EXERCISE TEXT
——————
According to researchers, mating patterns may be able to explain many of the relationships between traits that were previously thought to be biological.
A new study led by the University of California, Los Angeles suggests that current methods for evaluating the genetic connections between traits often overlook the influence of mating patterns, leading to inflated estimates of the strength of the genetic link between traits and diseases.
Scientists have been using powerful genome sequencing technology to try to uncover the genetic connections between traits and disease risk in recent years, hoping that this knowledge could lead to new disease treatments. However, a study conducted by UCLA and published in the journal Science warns against relying too heavily on genetic correlation estimates, as these estimates may be distorted by non-biological factors that have not been fully taken into account.
Genetic correlation estimates typically assume that mating is random. But in the real world, partners tend to pair up because of many shared interests and social structures. As a result, some genetic correlations in previous work that have been attributed to shared biology may instead represent incorrect statistical assumptions. For example, previous estimates of genetic overlap between body mass index (BMI) and educational attainment are likely to reflect this type of population structure, induced by “cross-trait assortative mating,” or how individuals of one trait tend to partner with individuals of another trait.
The study authors said genetic correlation estimates deserve more scrutiny since these estimates have been used to predict disease risk, glean for clues for potential therapies, inform diagnostic practices, and shape arguments about human behavior and societal issues. The authors said some in the scientific community have placed too much emphasis on genetic correlation estimates based on the idea that studying genes, because they are unalterable, can overcome confounding factors.
“If you just look at two traits that are elevated in a group of people, you can’t conclude that they’re there for the same reason,” said lead author Richard Border, a postdoctoral researcher in statistical genetics at UCLA. “But there’s been a kind of assumption that if you can track this back to genes, then you would have the causal story.”
——————
RECORDED DATA
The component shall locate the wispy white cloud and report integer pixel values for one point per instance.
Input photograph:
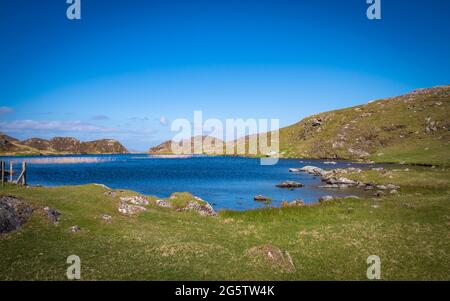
(163, 121)
(5, 110)
(100, 117)
(55, 126)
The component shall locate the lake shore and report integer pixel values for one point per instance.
(327, 241)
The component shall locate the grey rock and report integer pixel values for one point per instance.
(13, 213)
(53, 215)
(261, 198)
(74, 229)
(290, 184)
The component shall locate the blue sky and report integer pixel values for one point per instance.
(129, 67)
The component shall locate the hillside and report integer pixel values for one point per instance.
(412, 128)
(166, 146)
(58, 145)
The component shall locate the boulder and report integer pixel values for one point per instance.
(13, 213)
(135, 200)
(203, 208)
(290, 184)
(326, 198)
(261, 198)
(74, 229)
(314, 171)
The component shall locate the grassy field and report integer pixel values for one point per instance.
(409, 231)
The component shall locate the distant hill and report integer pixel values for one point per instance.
(58, 145)
(166, 147)
(412, 128)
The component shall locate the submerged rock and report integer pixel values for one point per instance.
(13, 213)
(261, 198)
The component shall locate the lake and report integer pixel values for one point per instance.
(225, 182)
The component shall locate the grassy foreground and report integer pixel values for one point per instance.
(409, 231)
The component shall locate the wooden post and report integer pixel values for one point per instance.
(24, 169)
(3, 173)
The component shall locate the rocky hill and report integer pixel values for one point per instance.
(209, 145)
(58, 145)
(412, 128)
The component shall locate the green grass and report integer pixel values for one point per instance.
(409, 231)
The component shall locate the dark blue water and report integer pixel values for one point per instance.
(225, 182)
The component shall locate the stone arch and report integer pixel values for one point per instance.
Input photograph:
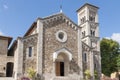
(65, 51)
(61, 60)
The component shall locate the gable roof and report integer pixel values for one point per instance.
(50, 19)
(87, 4)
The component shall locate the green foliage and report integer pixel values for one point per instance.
(96, 75)
(31, 72)
(109, 53)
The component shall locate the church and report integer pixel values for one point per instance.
(56, 48)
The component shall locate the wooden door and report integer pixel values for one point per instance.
(57, 68)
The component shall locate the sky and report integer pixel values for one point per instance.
(16, 16)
——————
WHAT YOU SHOULD DO
Copy the text on mating patterns and genetic links, starting with "Scientists have been" and going on through "taken into account.", and swap "powerful" for "advanced". Nothing in the records has any bearing on what you're asked to do here.

EXERCISE RESPONSE
Scientists have been using advanced genome sequencing technology to try to uncover the genetic connections between traits and disease risk in recent years, hoping that this knowledge could lead to new disease treatments. However, a study conducted by UCLA and published in the journal Science warns against relying too heavily on genetic correlation estimates, as these estimates may be distorted by non-biological factors that have not been fully taken into account.